**Dataset excerpts on object pointing**
<<<<
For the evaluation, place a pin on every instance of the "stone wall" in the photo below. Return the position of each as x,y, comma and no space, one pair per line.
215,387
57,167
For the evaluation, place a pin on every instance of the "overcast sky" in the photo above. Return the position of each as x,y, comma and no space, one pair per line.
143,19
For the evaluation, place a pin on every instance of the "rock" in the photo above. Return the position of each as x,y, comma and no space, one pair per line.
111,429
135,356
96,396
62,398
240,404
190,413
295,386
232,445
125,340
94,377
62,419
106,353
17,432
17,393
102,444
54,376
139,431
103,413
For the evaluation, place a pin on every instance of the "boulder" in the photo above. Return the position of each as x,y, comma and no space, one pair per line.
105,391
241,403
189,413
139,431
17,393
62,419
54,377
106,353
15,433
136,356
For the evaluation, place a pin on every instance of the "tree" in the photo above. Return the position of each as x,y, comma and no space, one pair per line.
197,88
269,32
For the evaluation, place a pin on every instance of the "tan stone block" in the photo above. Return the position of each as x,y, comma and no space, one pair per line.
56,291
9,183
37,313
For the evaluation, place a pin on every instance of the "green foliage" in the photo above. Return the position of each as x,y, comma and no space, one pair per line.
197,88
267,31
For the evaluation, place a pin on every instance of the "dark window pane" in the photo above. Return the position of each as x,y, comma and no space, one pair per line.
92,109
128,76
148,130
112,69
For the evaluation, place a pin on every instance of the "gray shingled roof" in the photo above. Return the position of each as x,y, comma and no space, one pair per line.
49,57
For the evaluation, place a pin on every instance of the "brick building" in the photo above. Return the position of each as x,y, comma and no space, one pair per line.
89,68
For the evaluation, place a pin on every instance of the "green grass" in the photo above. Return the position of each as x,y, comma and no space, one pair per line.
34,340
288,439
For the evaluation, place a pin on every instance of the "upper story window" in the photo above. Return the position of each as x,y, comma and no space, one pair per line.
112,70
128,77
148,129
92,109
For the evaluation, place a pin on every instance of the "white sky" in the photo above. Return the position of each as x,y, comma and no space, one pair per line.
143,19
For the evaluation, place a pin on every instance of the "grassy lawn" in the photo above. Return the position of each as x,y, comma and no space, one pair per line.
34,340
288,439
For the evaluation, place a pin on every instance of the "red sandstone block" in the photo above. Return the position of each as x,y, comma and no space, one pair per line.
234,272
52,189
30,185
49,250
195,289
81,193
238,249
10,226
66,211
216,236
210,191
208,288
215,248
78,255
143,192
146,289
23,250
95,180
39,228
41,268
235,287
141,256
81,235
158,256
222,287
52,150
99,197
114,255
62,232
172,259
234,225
>>>>
**Problem to work on**
Identify every line of the data above that contains the word "green", and copy each such line in full.

**Solution**
For the evaluation, place a pin on every instance of the "green foliage" in the photo above. Return the position of each as x,y, comma and no space, one pair per line.
For the evaluation, place a pin on every instance of the "green grass" in the photo above. Return the position of each as x,y, comma and no space, one pair per line.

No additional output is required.